*THE TASK*
Rewrite the stretch of records from the line containing "If you could segment every instance of the fried" through the line containing "[[[170,98],[170,77],[159,75],[153,78],[151,93],[158,100]]]", both included, keeping the requests and format samples unchanged. Scale every vertex coordinate in the completed outlines by 0.2 and round to whole numbers, with halves rounded up.

*DATA FOR THE TASK*
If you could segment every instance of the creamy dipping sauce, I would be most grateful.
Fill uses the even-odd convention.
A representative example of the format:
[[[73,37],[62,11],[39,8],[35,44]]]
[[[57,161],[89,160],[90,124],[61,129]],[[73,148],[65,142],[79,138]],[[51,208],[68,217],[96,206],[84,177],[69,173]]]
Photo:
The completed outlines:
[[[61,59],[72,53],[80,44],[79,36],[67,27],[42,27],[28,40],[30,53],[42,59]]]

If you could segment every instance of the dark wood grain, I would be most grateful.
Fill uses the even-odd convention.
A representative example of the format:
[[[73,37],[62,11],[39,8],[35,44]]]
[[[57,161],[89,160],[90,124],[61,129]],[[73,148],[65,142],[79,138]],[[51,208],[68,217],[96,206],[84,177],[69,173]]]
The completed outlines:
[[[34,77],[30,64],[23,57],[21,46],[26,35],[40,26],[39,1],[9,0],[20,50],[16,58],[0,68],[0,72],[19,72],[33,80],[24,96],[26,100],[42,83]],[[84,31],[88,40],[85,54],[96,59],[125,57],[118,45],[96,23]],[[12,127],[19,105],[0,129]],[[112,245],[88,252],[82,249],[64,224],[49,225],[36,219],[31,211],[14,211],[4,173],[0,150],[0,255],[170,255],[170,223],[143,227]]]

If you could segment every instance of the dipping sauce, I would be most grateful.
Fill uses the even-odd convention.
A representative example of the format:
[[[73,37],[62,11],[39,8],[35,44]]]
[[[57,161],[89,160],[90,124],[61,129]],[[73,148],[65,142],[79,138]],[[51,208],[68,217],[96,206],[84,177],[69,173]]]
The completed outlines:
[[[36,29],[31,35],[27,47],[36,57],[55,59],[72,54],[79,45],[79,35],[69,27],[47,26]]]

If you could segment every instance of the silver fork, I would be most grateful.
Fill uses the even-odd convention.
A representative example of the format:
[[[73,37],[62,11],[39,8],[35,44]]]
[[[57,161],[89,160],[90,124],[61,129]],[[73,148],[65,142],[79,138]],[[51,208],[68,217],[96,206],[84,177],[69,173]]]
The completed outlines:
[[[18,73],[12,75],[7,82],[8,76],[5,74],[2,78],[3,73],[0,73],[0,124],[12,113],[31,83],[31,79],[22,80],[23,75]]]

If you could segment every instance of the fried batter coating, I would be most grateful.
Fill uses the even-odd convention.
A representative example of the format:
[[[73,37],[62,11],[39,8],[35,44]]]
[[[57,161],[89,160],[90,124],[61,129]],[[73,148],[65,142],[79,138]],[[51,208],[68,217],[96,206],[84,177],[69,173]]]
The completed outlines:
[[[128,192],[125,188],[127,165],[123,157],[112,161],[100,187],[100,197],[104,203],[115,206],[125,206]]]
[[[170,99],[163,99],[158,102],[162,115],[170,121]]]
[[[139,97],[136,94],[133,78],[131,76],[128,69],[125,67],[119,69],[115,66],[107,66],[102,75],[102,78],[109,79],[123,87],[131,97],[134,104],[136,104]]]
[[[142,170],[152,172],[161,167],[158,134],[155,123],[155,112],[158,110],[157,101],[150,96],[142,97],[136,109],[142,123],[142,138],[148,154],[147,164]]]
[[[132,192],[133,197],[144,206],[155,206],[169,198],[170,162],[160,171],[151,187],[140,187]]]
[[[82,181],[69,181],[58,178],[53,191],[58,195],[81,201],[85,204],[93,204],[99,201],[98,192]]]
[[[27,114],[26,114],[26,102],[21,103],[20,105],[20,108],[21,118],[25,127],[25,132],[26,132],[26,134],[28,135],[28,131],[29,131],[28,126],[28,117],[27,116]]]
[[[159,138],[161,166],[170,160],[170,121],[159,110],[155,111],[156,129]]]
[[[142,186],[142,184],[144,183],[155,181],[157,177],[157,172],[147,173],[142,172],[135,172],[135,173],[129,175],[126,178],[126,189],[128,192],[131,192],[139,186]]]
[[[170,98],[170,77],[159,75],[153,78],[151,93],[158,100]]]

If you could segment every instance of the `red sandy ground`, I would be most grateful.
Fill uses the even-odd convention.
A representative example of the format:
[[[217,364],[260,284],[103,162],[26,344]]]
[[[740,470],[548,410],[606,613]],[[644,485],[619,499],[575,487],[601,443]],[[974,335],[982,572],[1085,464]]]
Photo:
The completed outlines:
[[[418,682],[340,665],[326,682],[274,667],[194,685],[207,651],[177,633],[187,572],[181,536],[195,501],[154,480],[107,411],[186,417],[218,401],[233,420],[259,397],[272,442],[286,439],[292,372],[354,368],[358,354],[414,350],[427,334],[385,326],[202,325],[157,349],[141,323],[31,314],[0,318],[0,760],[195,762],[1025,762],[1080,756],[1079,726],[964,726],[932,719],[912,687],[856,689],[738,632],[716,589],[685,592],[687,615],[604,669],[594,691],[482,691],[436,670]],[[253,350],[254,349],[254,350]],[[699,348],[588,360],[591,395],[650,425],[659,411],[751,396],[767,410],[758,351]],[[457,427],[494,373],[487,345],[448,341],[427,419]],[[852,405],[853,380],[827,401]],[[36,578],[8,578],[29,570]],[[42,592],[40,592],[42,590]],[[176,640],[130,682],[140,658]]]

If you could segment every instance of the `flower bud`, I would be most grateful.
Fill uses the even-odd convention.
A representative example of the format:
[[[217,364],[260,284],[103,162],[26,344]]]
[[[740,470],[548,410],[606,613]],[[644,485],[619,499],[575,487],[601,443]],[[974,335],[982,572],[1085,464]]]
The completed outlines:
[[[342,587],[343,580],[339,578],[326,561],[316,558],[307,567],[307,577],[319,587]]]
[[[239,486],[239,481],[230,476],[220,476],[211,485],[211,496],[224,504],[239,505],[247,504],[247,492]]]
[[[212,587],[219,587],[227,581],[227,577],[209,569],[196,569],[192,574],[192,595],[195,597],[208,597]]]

*RESPONSE*
If you could segment every instance of the fried batter coating, I would be most grateful.
Fill uses the even-odd convention.
A representative example of the format:
[[[73,37],[62,11],[39,8],[35,44]]]
[[[57,161],[89,160],[90,124],[61,129]],[[73,148],[65,142],[79,138]],[[51,208],[68,217],[96,206],[84,177],[69,173]]]
The completed outlines:
[[[26,38],[25,38],[25,33],[25,31],[22,32],[20,37],[20,39],[21,41],[23,41],[25,41]]]
[[[34,20],[33,20],[32,20],[32,23],[34,24]]]
[[[28,19],[27,19],[27,16],[26,15],[26,14],[25,13],[24,14],[23,13],[21,13],[20,15],[20,16],[22,16],[25,17],[26,19],[27,21],[27,21]]]
[[[28,34],[30,34],[32,33],[32,27],[31,25],[31,22],[32,22],[31,20],[30,19],[28,19],[27,22],[28,25],[28,28],[30,31],[29,33]]]
[[[26,38],[27,39],[29,41],[31,41],[34,40],[34,32],[32,34],[30,37],[28,37]]]
[[[16,36],[14,36],[12,36],[11,38],[12,39],[16,40],[17,41],[19,41],[20,40],[20,38]]]
[[[5,23],[5,23],[5,20],[4,21],[4,21],[4,22],[4,24],[5,25],[5,26],[5,26],[5,27],[6,27],[6,26],[6,26],[6,25],[6,23],[5,23]]]
[[[32,28],[32,33],[34,32],[34,24],[32,22],[31,22],[31,26]]]
[[[28,37],[28,37],[29,37],[31,36],[31,35],[31,34],[29,35],[28,34],[27,34],[27,35],[26,35],[25,36],[25,38],[26,38],[26,38],[28,37]]]
[[[34,20],[34,15],[32,15],[31,16],[30,19],[32,20]]]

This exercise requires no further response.